(Reading text)
◇ ◇ ◇ ◇ ◇ ◇ ◇

The charm of the unfinished in art
There are works that seem incomplete, suspended, as if the artist had put down their brush for just a moment. Works that, instead of closing in on a definitive form, remain open to doubt, thought and imagination. This is where the unfinished comes into play, one of the most fascinating and complex categories in art history.
The unfinished is neither a lack nor a mistake. It is a choice, sometimes conscious, sometimes imposed by circumstances, which transforms the work into a visible process, a trace of creative thought still in motion.

Benvenuto Tisi detto il Garofalo, Circoncisione
What is truly unfinished in art?
When a work remains open and speaks directly to the viewer
In common parlance, the term “unfinished” suggests something incomplete. In art, however, it indicates a poetic and conceptual condition in which the work shows its stages of construction, rethinking and corrections, allowing the artist’s gesture to emerge.
Since ancient times, the unfinished has been perceived as possessing a particular power.
Pliny the Elder recounts that Apelles’ Venus of Cos, which remained unfinished, was considered superior to many perfectly completed works in terms of expressive intensity. No one dared to complete it, because that apparent emptiness already contained everything.

◇ ◇ ◇ ◇ ◇ ◇ ◇

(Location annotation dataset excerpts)

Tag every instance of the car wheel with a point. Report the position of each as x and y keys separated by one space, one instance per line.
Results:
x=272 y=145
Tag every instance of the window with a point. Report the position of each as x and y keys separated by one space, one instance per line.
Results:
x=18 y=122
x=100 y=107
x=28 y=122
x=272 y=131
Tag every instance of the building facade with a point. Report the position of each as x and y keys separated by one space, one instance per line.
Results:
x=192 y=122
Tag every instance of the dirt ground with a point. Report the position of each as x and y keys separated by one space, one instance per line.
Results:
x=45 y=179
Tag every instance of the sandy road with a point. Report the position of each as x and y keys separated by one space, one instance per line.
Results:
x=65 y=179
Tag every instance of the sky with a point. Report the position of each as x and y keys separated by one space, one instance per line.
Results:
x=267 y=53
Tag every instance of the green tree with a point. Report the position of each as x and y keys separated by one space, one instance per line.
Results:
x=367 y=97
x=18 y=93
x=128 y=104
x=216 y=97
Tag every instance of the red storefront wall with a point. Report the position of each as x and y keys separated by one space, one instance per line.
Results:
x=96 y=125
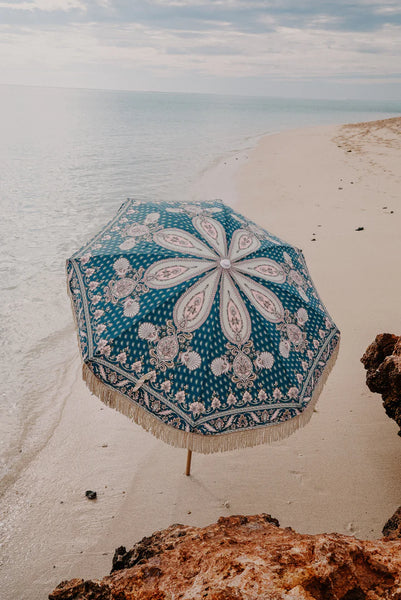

◇ ◇ ◇ ◇ ◇ ◇ ◇

In the text on the unfinished in art, whose unfinished Venus of Cos did Pliny the Elder describe?

Apelles'